◆ **Job 1**
In the forum thread about AquaTop canisters, which part was bad in one of Aquaticfan's cf400 filters?

+++ Page extract

# Anyone else have problems with AquaTop canisters?



## rocksmom (Mar 6, 2012)

I made the mistake of suggesting to my husband that he try an Aquatop canister to save a few bucks over a Fluval like I have on my 55g. From the beginning it's been leaking intermittently, but we were able to get it to stop be reseating the top a few times. Then this weekend we woke up to a tank that was about 20 gallons low and a tupperware full of aquarium water. Thank goodness we had it sitting in the giant tub. Plus there's water in the uv sterilizer. Luckily we still had his old ac70's so we put those on the tank for now. The funny thing is we had purigen in the aquatop to help with tannins, but it never seemed to do anything. All of a sudden after about 24 hours of running the ac70 with it, the tannins are gone. This makes me think the circulation in the aquatop is very poor.

Customer service has been a pain as well. They won't issue a refund because we bought it through Amazon and I'm now expected to ship the head back to them and apparently we're responsible for shipping cost of the massive thing. Blah!

I know I've read good thing about this brand or I wouldn't have suggested it in the first place, but I'm wondering if people just don't bother to post their negative experiences. So... anyone else have/had similar problems?


----------



## sbarbee54 (Jan 12, 2012)

I have 3, and I have come home to missing water. But it was my own fault and most the seating probelms our user error. Mine was I 1 did not get the media trays pushed all the way to the bottom, thus causing 2 a bad seal to happen when buckling it up.


I run purigen in all mine, I was having a problem as you if a tank not clearing up. My problem was the filter was not low enough for the gravity circulation to work properly, and as well I had a sponge filter on it for a pre filter. When that gets semi dirty you need to squeeze it out or flow goes to poop and circultion sucks. So I could not move my tank highr and filter further down, so I cut the tubs so it was a direct quick route to the filter no extra. This help a bunch. I also now clean my pre filter every week or week and a half. Mine all woork great, I have 2 Eheim, one wet dry one and they all do as good as that if not better. Wet dry eheoms are tempermental.


----------



## rocksmom (Mar 6, 2012)

See, I assumed user error at first too, that's why I didn't return it right away. The whole intermittent thing is what gets me. Sometimes it will be fine for a couple weeks and then all of a sudden it starts leaking with no outside interference.

I have a little Eheim on a 10g, but it's the smallest ECCO one and honestly that thing has been the simplest to use of all of ours. We found it on clearance at Petsmart a while back for $50. Wish I could find a couple more at that price.


----------



## Aquaticfan (Oct 30, 2011)

I own 5 of the aquatop filters now. 1 cf300, 2 cf400's and 2 cf500's. Only had one issue and that was a bad impeller in one of my cf400's. But I'm sure it was my own issue with sand that got into it. But when I called Truaqua with the issue they sent me another impeller unit no charge. Even though it was probably my fault. Been using them for several months and no leaks or any other issues.

But for the issue your having is the whole reason I make sure I buy from the source. Not Amazon. Have you contacted amazon?


----------



## rocksmom (Mar 6, 2012)

++++++
+++ Extracted information

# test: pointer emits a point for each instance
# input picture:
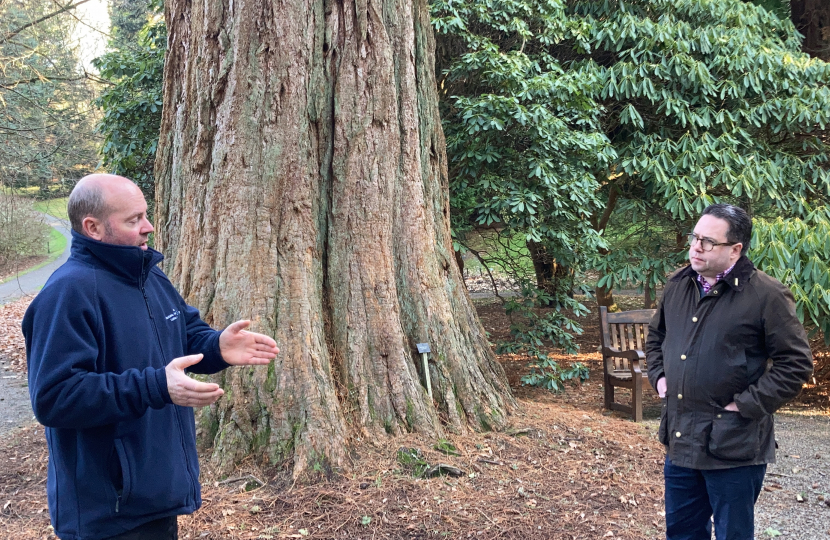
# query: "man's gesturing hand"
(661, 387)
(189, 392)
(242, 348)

++++++
+++ Extracted information

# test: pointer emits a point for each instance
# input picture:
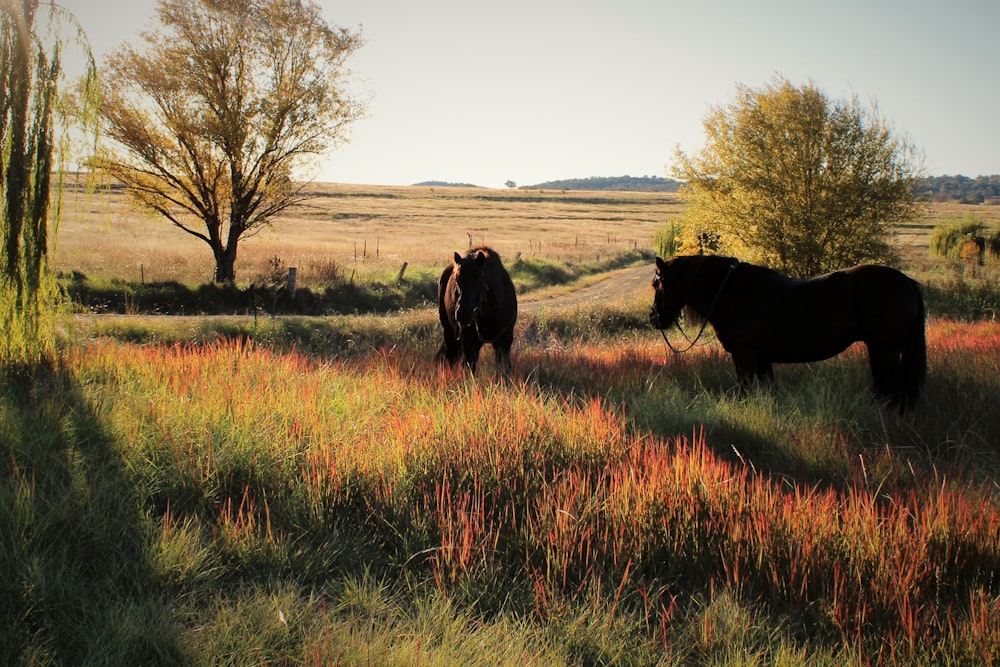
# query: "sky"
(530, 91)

++++++
+++ Extracted information

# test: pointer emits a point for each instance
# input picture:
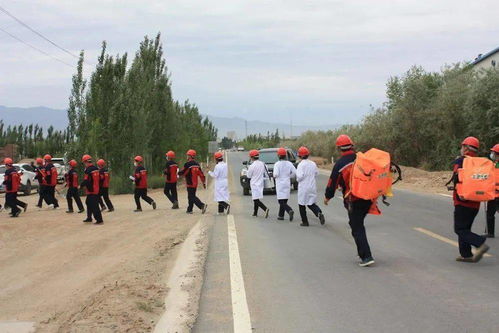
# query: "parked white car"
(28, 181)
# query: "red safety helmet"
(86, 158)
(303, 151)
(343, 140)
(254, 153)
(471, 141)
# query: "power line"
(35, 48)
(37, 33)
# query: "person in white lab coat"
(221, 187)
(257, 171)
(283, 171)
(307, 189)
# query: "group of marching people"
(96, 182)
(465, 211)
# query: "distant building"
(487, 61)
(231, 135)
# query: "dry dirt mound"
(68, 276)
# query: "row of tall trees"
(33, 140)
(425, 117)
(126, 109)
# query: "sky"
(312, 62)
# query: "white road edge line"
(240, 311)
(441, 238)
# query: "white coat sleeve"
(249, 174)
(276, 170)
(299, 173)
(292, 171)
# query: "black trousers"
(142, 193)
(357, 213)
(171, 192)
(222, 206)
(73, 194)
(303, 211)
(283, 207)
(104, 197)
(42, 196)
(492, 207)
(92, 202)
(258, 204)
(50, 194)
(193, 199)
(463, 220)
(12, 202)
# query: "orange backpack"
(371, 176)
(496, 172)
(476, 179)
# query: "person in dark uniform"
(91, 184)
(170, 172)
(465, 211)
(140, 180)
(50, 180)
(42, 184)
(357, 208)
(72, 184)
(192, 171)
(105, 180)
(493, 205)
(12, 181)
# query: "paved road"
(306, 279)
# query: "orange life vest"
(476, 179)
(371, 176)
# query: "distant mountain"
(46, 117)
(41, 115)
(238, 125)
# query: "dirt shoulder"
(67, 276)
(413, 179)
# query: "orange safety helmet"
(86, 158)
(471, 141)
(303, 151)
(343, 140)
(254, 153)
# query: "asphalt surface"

++++++

◆ **Job 2**
Count the lines in the rows that contain the string "coat" with case taken into account, and reply with the number only.

◆ **Exercise answer 1**
The impeller.

◆ **Exercise answer 2**
2